Required work ▸
Beginning with the line that holds "of the forehead." in the data below, give again every line through the one that holds "medium brown hair.", exactly as written.
Start of Provided material
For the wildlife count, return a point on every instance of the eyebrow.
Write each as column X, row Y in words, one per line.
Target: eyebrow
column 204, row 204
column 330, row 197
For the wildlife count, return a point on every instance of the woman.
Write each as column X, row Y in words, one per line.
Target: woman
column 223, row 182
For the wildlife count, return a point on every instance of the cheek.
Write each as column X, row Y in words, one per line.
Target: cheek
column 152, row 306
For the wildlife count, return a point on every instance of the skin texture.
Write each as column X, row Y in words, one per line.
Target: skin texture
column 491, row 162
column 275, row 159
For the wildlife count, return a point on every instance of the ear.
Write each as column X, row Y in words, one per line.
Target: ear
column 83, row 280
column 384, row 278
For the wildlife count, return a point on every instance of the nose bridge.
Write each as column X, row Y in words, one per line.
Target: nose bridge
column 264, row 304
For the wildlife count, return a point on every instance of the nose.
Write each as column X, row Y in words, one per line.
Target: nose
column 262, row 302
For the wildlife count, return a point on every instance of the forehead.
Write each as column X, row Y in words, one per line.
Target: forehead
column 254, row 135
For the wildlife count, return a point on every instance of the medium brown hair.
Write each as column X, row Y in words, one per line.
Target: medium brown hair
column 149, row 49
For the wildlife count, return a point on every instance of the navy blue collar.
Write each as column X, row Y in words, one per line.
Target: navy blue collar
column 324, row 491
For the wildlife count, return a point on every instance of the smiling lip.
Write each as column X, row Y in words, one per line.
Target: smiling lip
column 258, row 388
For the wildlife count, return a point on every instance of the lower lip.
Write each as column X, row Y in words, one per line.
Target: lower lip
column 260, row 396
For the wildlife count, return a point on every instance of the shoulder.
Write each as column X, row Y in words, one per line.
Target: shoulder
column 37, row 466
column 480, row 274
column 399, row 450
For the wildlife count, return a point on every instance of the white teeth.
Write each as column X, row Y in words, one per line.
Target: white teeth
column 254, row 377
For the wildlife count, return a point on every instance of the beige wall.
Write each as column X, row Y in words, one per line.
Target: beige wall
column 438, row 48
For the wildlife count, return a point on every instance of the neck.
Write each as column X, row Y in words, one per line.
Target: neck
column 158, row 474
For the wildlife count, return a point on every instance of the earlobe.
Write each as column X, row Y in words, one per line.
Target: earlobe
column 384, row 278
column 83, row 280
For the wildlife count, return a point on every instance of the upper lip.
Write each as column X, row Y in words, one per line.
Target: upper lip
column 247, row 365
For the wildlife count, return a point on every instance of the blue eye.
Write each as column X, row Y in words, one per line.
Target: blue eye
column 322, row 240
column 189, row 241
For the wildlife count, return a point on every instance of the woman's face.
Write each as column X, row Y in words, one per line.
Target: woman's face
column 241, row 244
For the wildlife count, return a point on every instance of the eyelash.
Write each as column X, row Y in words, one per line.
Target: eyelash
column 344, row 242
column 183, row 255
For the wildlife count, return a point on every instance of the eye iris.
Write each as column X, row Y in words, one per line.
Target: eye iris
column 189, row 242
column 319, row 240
End of Provided material
Output below ▸
For the wildlife count, return a point on every instance of the forehead.
Write each as column X, row Y in words, one per line.
Target: forehead
column 254, row 135
For the wildlife count, return a point on every instance of the medium brown hair.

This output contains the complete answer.